Brano estratto:
----------------

Era un uomo alle soglie dell'anzianità: doveva compiere il suo
sessantesimo anno di vita. Dei circa mille giorni passati in manicomio
ha lasciato una sorta di diario visivo, raccolto con cura fraterna
dall'amico e collega Cesare Sofianopulo. Sono piccoli disegni a matita e
a penna eseguiti su minuscoli fogli, sul retro di scartafacci
pubblicitari e su pezzi di cartone.
Ogni disegno reca una data, un titolo e un breve commento da parte
dell'autore, oltre al saluto cortese rivolto all'amico. Che cosa è
rimasto in quei disegni, della pittura tracotante e a volte
angosciosamente magniloquente praticata nei decenni precedenti dal
Timmel' Quasi nulla. I grandi corpi, raffigurati in posa o in movimenti
complicati hanno ceduto il posto a pupazzetti microscopici, le
sofisticate vedute paesaggistiche a schemi continuamente iterati di
alberi e di onde marine, i cieli tumultuosi, al bianco, ora ingiallito
della carta. La natura è quasi completamente scomparsa: è stata
soppiantata da un intrigo minuzioso di architetture, dove esterno e
interno si confondono in un pullulare di mattoni. "Sogni", li chiama
l'autore. E invece sono la registrazione caparbia di piccoli eventi
quotidiani: la passeggiata con un amico, l'incontro con una persona, con
un animale, una partita a carte.

----------------

Estratto dei dati:
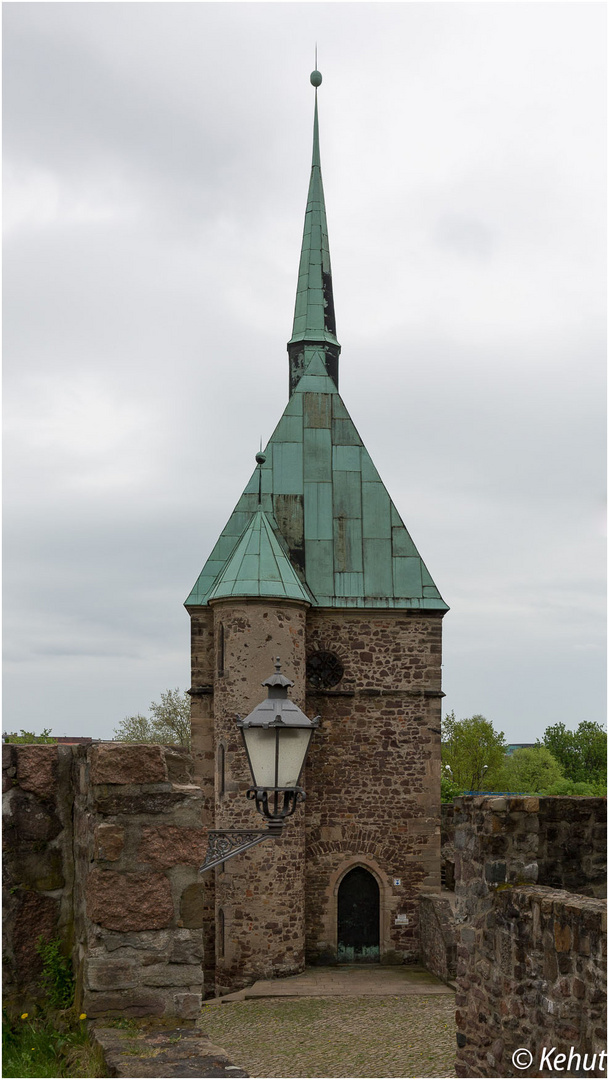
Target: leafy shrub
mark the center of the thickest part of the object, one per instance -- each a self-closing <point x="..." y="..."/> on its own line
<point x="57" y="980"/>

----------------

Istruzioni dell'esercizio:
Riprendi il brano sui disegni di Timmel in manicomio e proseguilo a partire dalla sua ultima frase. Questi dati hanno un'origine diversa da quella del brano.

Il risultato:
Tutto è visto dall'alto e da lontano, eventi consecutivi vivono tra loro
in uno spazio che li unisce naturalmente e la cui connotazione più
immediata è quella del labirinto.
Il linguaggio pittorico di Timmel non si è destrutturato; si è
semplicemente spogliato di tutto. Ciò che non ha saputo esprimere la
complicata simbologia della sua pittura, tanto celebrata, lo ha espresso
compiutamente la sua volontaria o coatta rinuncia all'espressione.
È comunque molto difficile dire quanta intenzionalità ci fosse in
quest'opera di riduzione: l'astuzia latente e l'ironia nascosta di quei
disegni testimoniano di una coscienza non completamente distrutta, nella
quale si sovrappone la memoria di eventi luttuosi al ricordo di allegre
bevute con gli amici. Qui il tempo ha perso la sua direzione e va avanti
e indietro senza una meta.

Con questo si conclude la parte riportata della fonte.